## Task instructions
Make an exact copy of all the entries, but do not reproduce the pictures.

=======

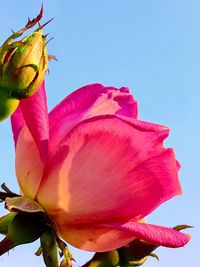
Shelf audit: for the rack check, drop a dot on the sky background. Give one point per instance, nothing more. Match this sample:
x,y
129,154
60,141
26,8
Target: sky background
x,y
151,46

=======

## Response area
Shelf audit: for the rack check, drop a dot on the sky background. Give one point per instance, nothing more. Match this sample:
x,y
129,154
60,141
26,8
Target: sky background
x,y
151,46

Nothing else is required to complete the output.